■ Extrait à lire
CSG applicable aux plus-values de cession de titres réalisées en 2017 : La Fontaine serait-il contredit ?

Par : edicom

Par Stanislas Vailhen, avocat associé, et Marie Fandre, avocat en droit fiscal au sein du cabinet Alerion

Afin de préserver leurs droits, les contribuables ayant réalisé des plus-values de cession de titres en 2017 et qui souhaiteraient obtenir la restitution des 1,7 point de CSG supplémentaires mis à leur charge par la loi de financement de la sécurité sociale pour 2018, ont intérêt à présenter immédiatement des réclamations.

La loi de financement de la sécurité sociale pour 2018 (article 8 de la loi n°2017-1836) a majoré le taux de CSG de 1,7 points. Cette augmentation du taux qui s’applique, notamment, aux revenus d’activité et du patrimoine, concerne les revenus perçus à compter du 1er janvier 2018. Toutefois, à titre exceptionnel, le législateur a décidé que les revenus du patrimoine recouvrés par voie de rôle seraient soumis au taux majoré dès 2017. Ainsi, les plus-values de cession de valeurs mobilières réalisées en 2017 ont été assujetties rétroactivement à un taux de CSG majoré (à l’exception des plus-values réalisées dans le cadre du régime de report d’imposition).

Contrairement à la majorité des revenus imposables à l’impôt sur le revenu, le fait générateur de l’imposition des plus-values est la date du transfert de propriété. Cela signifie qu’à la date de la cession, le régime d’imposition est figé. Toute modification du régime d’imposition postérieurement à la date du fait générateur doit être regardée comme un cas de rétroactivité par opposition aux cas de « petite rétroactivité » qui sont largement admis en matière fiscale.

Or, le Conseil constitutionnel s’oppose aux lois rétroactives qui ne sont pas motivées par un objectif d’intérêt général (décisions 2016-538 QPC du 22 avril 2016, par exemple).

Un contentieux de masse visant à obtenir l’annulation de l’augmentation rétroactive du taux majoré de CSG a été initié. Il a, notamment, donné lieu au renvoi par le Conseil d’Etat d’une action en reconnaissance de droits devant le Tribunal administratif de Cergy-Pontoise. Conformément au Code de justice administrative (article L. 77-12-2), cette action a pour effet d’interrompre la prescription à l’égard de chacune des personnes susceptibles de se prévaloir des droits dont la reconnaissance est demandée. Toutefois, le juge dispose de la faculté de limiter les effets dans le temps de cette action s’il lui apparaissait que sa décision emporte des conséquences manifestement excessives. Il est également regrettable que le Conseil d’Etat ait confié au Tribunal administratif de Cergy-Pontoise le soin d'instruire cette action, alors que saisi de cette question dans le cadre d’une QPC, ce dernier n’avait pas jugé la question pertinente et avait en conséquence refusé de la transmettre au Conseil d’Etat.

■ Consignes de l'exercice
1. Reprenez à l'identique le passage de l'extrait sur la CSG qui va de "Or, le Conseil" jusqu'à "2016, par exemple)." inclus.
2. Traduisez en anglais cette phrase de l'extrait sur la CSG : « Cela signifie qu'à la date de la cession, le régime d'imposition est figé. »

■ Lignes
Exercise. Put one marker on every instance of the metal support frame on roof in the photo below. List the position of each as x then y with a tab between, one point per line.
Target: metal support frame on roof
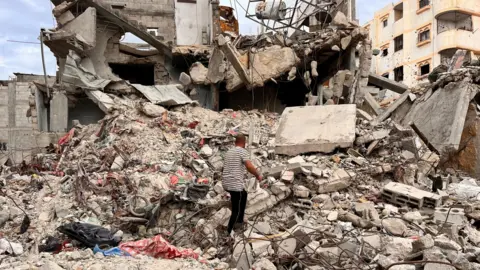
289	22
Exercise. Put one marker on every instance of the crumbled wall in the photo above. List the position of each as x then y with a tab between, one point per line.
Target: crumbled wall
16	129
467	157
151	13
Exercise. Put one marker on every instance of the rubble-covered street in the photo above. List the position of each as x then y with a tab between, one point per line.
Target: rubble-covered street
365	174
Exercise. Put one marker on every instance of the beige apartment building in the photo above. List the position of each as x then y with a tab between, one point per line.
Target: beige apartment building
415	36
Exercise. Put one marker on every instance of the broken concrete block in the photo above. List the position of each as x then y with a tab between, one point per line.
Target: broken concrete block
264	264
287	247
401	194
361	114
340	20
65	18
394	226
422	243
152	110
332	216
301	191
297	159
398	247
216	66
335	48
292	74
445	243
414	216
354	219
206	151
345	42
442	126
288	176
85	27
117	164
198	73
339	180
373	136
385	83
315	129
367	211
258	246
456	216
313	66
184	79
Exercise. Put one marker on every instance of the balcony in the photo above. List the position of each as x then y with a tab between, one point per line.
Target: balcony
457	39
466	6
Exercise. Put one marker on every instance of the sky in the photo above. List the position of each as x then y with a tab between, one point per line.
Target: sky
21	20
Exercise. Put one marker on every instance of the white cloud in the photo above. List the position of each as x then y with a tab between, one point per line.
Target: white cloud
38	5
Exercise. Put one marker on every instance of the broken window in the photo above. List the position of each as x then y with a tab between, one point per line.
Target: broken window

■ Résultats par consigne
1.
Or, le Conseil constitutionnel s’oppose aux lois rétroactives qui ne sont pas motivées par un objectif d’intérêt général (décisions 2016-538 QPC du 22 avril 2016, par exemple).

2. This means that on the date of the sale, the tax regime is fixed.